# [TEXT PROVIDED]
'''
Decode Issue Unit (DIU)

DecodeIssueUnit L7

The level 7 Decode-Issue Unit (DIU L7) is responsibe for decoding instructions, renaming architectural registers to physical registers, evaluating source operand values, and issuing instructions to the appropriate pipe using issue queues to allow for superscalar issue, which is the key improvement over the L6 DIU. To support this, the rename table now has two lookup ports for each issue queue, such that operand ready status is looked up via the issue queues instead of right after decoding. The register file now also has two read ports per issue queue to allow for independent operand value reads. The issue queues support single-cycle latency bypassing if the operand becomes ready via the complete interface, as well as full queue bypassing for control XU’s to keep the single-cycle branch resolution latency.

A picture of the Level 4 Writeback Commit Unit supporting superscalar issue

Instruction Router for Issue Queues: SSInstRouter

The instruction router for issue queues (SSInstRouter) is responsible for directing each decoded instruction to the appropriate issue queue based on which pipes support the instruction’s micro-op and which queues have the most available capacity. This is similar to the previous InstRouter used for single-issue routing, but extended to handle the case where multiple issue queues may support the same instruction.

The router is composed of two submodules. First, one SSInstRouterUnit is instantiated per pipe, each parameterized with the ISA subset supported by that pipe. Each unit checks whether the incoming micro-op is compatible with its pipe’s ISA subset using the in_subset function across all supported RISC-V operations, producing a per-pipe iq_compat_op signal that is asserted when the instruction is valid and the pipe supports it.

Second, the IQPicker module consumes the compatibility signals from all router units along with the iq_avail_slots count from each issue queue. It selects the compatible queue with the most available slots, breaking ties in favor of the lowest-indexed pipe. The picker outputs a one-hot grant vector (iq_val) indicating which queue the instruction should be sent to, as well as an any_gnt signal indicating that at least one compatible queue was found.

The top-level SSInstRouter module asserts the xfer handshake signal only when a compatible queue is selected and that queue’s iq_rdy signal indicates it can accept the instruction. This ensures backpressure is properly propagated when all compatible queues are full.

In-Order Issue Queue: IssueQueueInOrder

The in-order issue queue (IssueQueueInOrder) is a circular FIFO that buffers decoded instructions and issues them to the execute stage strictly in program order once both source operands are ready. Each issue queue has its own pair of rename table lookup ports and register file read ports, enabling independent operand resolution per queue.
'''
# [DATA]
'''
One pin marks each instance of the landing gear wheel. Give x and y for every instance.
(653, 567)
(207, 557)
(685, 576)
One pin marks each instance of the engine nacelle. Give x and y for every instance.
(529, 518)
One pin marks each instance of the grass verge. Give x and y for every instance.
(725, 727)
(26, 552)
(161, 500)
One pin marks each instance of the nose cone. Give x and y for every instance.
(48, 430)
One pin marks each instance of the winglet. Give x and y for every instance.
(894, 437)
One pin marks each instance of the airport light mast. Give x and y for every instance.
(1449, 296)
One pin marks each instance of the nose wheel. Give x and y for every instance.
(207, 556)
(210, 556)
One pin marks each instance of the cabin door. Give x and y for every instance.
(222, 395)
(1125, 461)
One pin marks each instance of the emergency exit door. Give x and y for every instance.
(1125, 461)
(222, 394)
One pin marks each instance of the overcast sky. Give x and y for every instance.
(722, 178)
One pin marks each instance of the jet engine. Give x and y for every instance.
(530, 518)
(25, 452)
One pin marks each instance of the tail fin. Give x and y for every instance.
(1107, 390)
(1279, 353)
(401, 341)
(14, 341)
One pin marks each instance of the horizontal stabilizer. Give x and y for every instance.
'''
# [TASK INSTRUCTIONS]
a. Revise the DIU description from "The in-order issue" to "resolution per queue.", replacing "circular FIFO" with "ring buffer".
b. Please continue the DIU description from where it stops.
The material has no role in this exercise.

# [ANSWERS GIVEN]
a.
The in-order issue queue (IssueQueueInOrder) is a ring buffer that buffers decoded instructions and issues them to the execute stage strictly in program order once both source operands are ready. Each issue queue has its own pair of rename table lookup ports and register file read ports, enabling independent operand resolution per queue.

b.
The queue maintains insert and dequeue pointers (ins_ptr and deq_ptr) to manage its circular buffer of entries. On insertion, the instruction’s decoded fields (micro-op, physical register addresses, immediate, PC, sequence number, etc.) are stored at the insert pointer. The avail_slots output communicates the remaining capacity to the SSInstRouter for load-balancing decisions.

On the dequeue side, the queue looks up the source physical registers of the head-of-queue instruction in the rename table via the rt_lookup_pending signals. If neither source operand is pending (i.e., both are ready), the queue asserts the dequeue handshake and drives the operand values read from the register file onto the execute interface, along with the rest of the instruction fields. In-order issue is enforced by only ever considering the instruction at the dequeue pointer for issue.

The queue also supports a same-cycle bypass path: when the queue is empty and both the insert and dequeue handshakes are active simultaneously, the incoming instruction can bypass the entry storage entirely and be issued directly to the execute stage, avoiding the one-cycle latency of writing to and reading from the queue. This is particularly important for control-flow instructions (branch and jump), where the bypass path (enabled via the p_bypass parameter) keeps the branch resolution latency to a single cycle. When p_bypass is set, the queue operates in a fully stateless mode, acting as a combinational pass-through that gates the instruction based solely on operand readiness, with no internal storage.

DecodeIssueUnit L8

The Level 8 Decode-Issue Unit (DIU L8) extends the L7 DIU with superscalar frontend decode, processing p_num_fe_lanes instructions per cycle in parallel. As shown in the diagram below, each frontend lane has its own InstDecoder and ImmGen instance that decode the instruction word and generate the immediate value independently. The SSRenameTableL3 allocates physical registers for all lanes simultaneously, with inter-lane forwarding of destination register mappings to handle intra-block dependencies (described further below). Instructions are then routed from the p_num_fe_lanes input lanes to p_num_pipes output issue queues via the SSDIURouter crossbar router, replacing the single-instruction SSInstRouter from L7. Each issue queue is the same IssueQueueInOrder used in L7, with its own rename table lookup ports and register file read ports for independent operand resolution.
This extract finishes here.